In realtà, la missione di liberazione della donna aveva fatto notevoli passi avanti in quel pugno di decenni, almeno sul fronte intellettuale. Nel 1912 Hiratsuka Raichō fondò il giornale Seitō (Bluestocking, scarpe blu), rivista ispirata ai movimenti di liberazione femminista in Occidente scritta da donne per donne (sebbene gli uomini che sostenevano la causa femminile fossero ben accetti). Seitō non solo dava la possibilità a giovani scrittrici di mettere in pratica le loro doti senza correre il rischio di essere ostacolate nel percorso, ma forniva anche il mezzo per il tramite del quale l’informazione sulla condizione femminile potesse circolare liberamente. L’obiettivo della redazione era denunciare gli abusi del sistema patriarcale e propagandare l’unione delle donne per il riconoscimento di diritti inderogabili. Seitō iniziò presto a dar voce a coloro che si schieravano a favore dell’istruzione femminile, del matrimonio per amore, dell’indipendenza economica della donna e della libera scelta tra carriera e famiglia. Benché apparentemente non venisse dato credito a quelle opinioni – che erano comunque limitate a quella minoranza di donne istruite – le istituzioni cominciarono a temere questo nuovo movimento che andava via via acquisendo forza maggiore, al punto che il giornale fu accusato di corrompere l’animo di donne virtuose. Ciononostante, lo scoppio dei conflitti mondiali portò automaticamente ad un maggiore impiego della forza lavoro femminile in Giappone, essendosi presentata la necessità di sopperire alla mancanza di braccia maschili. Inoltre, grazie alle riforme costituzionali ed al riconoscimento di alcuni diritti quali il libero accesso all’istruzione, alla fine degli anni ‘50 la partecipazione delle donne nell’arene letterarie cominciò ad assumere una consistenza considerevole.

## Voci fornite

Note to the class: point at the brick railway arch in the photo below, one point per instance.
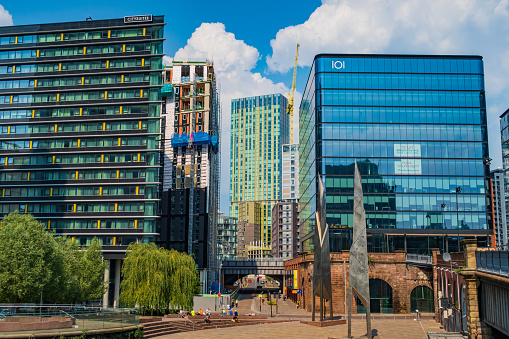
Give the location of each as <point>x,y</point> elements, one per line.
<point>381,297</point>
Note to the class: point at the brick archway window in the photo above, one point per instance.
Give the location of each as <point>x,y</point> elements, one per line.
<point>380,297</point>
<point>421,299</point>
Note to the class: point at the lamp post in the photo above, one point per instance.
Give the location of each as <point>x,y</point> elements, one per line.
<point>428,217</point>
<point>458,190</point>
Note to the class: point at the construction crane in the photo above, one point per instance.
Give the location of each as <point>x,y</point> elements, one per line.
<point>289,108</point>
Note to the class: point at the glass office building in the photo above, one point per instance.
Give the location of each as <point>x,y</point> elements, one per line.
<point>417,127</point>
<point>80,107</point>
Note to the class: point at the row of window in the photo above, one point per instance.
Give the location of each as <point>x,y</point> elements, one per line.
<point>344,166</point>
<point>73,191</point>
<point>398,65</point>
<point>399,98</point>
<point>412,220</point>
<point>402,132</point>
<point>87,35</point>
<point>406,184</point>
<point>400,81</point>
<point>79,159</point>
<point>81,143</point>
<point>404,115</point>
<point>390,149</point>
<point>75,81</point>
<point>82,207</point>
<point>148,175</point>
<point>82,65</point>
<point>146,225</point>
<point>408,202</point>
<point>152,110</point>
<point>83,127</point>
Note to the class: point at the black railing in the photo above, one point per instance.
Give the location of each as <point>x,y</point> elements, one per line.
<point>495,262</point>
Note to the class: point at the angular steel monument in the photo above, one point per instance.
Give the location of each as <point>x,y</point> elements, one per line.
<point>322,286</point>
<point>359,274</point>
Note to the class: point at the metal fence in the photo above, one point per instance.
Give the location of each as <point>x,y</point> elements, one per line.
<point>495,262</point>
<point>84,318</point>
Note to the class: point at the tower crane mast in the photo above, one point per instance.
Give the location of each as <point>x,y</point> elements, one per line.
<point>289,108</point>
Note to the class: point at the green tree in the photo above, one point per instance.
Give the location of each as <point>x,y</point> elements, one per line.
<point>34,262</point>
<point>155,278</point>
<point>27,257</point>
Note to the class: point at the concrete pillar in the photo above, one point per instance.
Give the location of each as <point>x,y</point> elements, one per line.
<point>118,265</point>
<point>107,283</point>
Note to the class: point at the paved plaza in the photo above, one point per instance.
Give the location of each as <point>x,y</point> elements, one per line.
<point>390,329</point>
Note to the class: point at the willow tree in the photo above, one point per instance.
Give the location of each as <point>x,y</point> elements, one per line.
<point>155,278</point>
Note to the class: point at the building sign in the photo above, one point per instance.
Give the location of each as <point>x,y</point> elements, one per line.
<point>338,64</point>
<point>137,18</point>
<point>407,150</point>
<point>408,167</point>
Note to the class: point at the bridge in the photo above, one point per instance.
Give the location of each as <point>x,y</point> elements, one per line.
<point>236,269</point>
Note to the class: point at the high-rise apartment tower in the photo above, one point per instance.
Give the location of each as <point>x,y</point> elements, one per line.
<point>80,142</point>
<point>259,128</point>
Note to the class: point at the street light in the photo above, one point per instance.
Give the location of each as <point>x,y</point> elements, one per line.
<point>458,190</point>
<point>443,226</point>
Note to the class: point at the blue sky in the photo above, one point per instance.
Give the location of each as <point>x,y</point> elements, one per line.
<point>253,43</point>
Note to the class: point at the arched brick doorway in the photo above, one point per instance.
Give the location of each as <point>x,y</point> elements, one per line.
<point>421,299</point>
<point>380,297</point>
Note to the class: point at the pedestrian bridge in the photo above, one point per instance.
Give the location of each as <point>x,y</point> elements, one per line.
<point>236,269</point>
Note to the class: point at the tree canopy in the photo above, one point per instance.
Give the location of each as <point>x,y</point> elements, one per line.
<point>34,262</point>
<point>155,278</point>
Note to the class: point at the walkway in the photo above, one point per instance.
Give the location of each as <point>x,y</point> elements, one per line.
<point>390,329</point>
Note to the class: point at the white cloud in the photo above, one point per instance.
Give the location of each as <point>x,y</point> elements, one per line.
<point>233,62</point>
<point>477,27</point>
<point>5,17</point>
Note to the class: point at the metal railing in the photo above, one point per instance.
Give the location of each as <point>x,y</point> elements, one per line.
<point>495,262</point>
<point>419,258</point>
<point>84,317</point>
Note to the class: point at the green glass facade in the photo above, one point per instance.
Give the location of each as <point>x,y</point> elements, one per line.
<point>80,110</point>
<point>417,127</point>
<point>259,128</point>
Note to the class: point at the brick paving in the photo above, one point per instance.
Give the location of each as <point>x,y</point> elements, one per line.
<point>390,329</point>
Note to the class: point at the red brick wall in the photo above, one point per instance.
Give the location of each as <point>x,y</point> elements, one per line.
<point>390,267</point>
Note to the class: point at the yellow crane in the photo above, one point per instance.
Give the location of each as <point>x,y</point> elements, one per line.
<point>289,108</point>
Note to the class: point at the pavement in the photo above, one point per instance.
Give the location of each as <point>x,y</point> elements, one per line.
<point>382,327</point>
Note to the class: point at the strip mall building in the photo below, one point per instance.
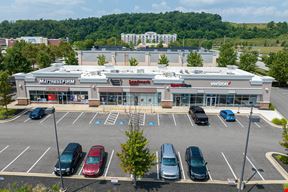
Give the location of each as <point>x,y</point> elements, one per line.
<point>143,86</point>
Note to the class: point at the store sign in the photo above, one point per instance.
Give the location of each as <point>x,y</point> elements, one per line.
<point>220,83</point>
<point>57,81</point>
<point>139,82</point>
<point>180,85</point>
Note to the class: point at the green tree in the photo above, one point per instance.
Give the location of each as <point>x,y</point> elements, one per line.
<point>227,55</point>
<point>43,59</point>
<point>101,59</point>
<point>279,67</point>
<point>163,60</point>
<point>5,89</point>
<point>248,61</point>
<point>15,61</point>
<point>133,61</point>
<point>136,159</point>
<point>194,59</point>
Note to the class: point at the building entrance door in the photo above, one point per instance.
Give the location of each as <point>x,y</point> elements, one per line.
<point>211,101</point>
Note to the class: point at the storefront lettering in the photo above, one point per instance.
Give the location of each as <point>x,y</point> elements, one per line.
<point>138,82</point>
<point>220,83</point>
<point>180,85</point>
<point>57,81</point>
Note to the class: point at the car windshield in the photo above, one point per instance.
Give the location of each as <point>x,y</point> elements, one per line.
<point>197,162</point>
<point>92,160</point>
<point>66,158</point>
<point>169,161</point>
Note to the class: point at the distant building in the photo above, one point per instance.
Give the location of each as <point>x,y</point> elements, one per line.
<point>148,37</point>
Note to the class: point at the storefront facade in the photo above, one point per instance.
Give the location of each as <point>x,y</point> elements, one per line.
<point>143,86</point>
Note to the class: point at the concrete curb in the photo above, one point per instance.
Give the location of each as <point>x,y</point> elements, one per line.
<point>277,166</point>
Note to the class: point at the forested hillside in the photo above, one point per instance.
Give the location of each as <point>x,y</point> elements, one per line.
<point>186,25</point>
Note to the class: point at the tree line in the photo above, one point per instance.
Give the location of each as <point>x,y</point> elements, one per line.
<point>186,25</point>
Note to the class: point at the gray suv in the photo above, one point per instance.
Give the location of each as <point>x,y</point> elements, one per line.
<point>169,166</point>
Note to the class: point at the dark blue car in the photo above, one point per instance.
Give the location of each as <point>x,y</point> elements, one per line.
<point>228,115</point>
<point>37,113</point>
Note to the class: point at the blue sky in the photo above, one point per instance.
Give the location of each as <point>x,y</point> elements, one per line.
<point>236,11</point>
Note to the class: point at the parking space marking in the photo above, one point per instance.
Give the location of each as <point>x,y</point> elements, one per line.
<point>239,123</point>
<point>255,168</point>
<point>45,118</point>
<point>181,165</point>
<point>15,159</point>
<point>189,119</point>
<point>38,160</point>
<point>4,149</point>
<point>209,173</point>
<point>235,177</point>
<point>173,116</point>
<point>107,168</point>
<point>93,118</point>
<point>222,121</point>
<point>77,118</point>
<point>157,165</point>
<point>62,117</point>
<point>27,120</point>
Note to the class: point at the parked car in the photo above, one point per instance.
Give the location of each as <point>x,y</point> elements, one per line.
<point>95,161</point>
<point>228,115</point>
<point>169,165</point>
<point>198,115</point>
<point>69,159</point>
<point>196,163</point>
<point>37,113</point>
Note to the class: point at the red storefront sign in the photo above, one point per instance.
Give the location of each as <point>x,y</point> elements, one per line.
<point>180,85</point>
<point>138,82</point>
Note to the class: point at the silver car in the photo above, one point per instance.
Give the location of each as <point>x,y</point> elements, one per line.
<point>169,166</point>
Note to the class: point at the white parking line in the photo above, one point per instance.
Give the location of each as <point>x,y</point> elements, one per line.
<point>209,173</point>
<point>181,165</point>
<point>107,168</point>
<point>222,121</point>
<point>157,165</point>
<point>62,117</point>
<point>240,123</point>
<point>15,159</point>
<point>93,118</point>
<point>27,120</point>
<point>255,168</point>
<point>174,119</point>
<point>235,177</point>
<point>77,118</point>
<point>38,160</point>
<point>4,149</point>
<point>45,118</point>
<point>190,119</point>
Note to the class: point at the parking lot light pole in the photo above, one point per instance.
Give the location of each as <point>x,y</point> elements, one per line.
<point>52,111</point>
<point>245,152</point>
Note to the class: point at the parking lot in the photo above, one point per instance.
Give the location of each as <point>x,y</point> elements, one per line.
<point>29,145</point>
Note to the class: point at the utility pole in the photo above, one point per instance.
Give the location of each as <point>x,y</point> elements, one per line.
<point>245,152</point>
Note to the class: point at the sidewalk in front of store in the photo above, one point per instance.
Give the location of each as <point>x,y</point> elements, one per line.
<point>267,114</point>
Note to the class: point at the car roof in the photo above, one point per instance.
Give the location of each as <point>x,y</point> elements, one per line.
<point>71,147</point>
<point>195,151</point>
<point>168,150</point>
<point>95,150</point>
--
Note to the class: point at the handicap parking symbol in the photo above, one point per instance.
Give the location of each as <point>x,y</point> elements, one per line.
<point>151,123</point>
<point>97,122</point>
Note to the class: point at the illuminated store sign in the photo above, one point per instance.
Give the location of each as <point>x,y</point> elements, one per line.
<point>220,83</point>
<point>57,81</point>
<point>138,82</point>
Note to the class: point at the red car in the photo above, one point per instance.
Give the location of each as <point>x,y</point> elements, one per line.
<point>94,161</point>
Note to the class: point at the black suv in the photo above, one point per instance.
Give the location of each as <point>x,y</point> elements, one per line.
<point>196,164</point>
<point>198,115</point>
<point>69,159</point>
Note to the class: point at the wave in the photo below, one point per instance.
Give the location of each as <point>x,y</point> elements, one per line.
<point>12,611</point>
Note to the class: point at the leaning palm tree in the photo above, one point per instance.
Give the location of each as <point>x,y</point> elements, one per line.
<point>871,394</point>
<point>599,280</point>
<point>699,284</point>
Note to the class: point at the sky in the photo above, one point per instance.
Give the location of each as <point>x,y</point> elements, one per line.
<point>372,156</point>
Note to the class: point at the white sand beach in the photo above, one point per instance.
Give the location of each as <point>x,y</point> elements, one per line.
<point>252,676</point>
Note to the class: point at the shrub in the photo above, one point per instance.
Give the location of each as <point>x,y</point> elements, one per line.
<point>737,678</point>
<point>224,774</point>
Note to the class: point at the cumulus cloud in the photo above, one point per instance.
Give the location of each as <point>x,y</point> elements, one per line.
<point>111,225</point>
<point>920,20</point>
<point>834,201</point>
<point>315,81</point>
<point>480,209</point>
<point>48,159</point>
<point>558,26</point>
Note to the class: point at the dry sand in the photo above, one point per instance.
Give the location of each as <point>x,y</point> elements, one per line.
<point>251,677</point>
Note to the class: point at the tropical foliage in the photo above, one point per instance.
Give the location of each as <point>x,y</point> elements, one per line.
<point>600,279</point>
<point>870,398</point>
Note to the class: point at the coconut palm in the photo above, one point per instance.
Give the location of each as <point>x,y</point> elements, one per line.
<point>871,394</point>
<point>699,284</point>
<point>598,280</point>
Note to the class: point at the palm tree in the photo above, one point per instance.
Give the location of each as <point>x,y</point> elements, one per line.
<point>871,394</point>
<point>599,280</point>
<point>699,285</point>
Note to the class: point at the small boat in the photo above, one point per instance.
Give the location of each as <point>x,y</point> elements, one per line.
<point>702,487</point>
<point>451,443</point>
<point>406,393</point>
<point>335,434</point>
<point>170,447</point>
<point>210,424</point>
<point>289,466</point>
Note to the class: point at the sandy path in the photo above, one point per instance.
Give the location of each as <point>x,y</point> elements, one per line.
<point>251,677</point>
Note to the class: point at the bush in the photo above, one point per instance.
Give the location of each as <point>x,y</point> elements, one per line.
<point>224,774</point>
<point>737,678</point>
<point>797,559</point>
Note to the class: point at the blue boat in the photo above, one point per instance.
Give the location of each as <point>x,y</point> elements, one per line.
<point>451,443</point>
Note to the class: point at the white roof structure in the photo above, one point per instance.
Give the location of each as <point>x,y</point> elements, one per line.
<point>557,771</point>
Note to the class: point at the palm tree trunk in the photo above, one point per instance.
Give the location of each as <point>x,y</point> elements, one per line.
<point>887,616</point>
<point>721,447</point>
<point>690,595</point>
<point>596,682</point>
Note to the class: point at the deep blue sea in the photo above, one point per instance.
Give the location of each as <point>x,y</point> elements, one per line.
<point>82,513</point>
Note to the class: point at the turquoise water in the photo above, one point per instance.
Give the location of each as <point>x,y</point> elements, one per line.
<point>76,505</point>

## Compito richiesto
Scrivi il seguito del brano sull'emancipazione femminile in Giappone, riprendendo subito dopo la sua ultima frase. Le voci non hanno alcun legame con il brano sull'emancipazione femminile in Giappone.

## Risultato del compito
Il critico Hasegawa Izumi risponde alle critiche di Mishima asserendo che tale categoria di scrittori si scagliano contro le donne a causa dell’invidia che essi nutrono per non poter descrivere ciò che per la donna è innato e naturale. L’attacco contro le intellettuali donne allora fungerebbe da maschera per nascondere uno scomodo, inconscio senso di inferiorità. Sebbene questa teoria sia interessante, credo che le cause di questi atteggiamenti non debbano essere trovate dei manuali di letteratura; ma piuttosto in cause storiche ed antropologiche. Si dice che la Restaurazione Meiji abbia decretato la declassazione della donna da persona ad oggetto utile all’uomo lavoratore. Il termine ryōsai kembo (ottima moglie, saggia madre) cominciò ad entrare in uso, e valse a rimuovere le donne da ogni tipo di responsabilità e gradualmente confinarle dentro casa. Il motivo dietro tale presa di posizione è riconducibile al senso di inferiorità e al timore di essere giudicati effemminati dalle forze occidentali che avevano minacciato di attaccarli. L’istituzione di un più rigido patriarcato venne vista come la soluzione più logica e pratica. Questo senso di inadeguatezza ha portato il Giappone a fare del patriarcato un leitmotiv senza apparente via di fuga, o comunque, di lentissima risoluzione.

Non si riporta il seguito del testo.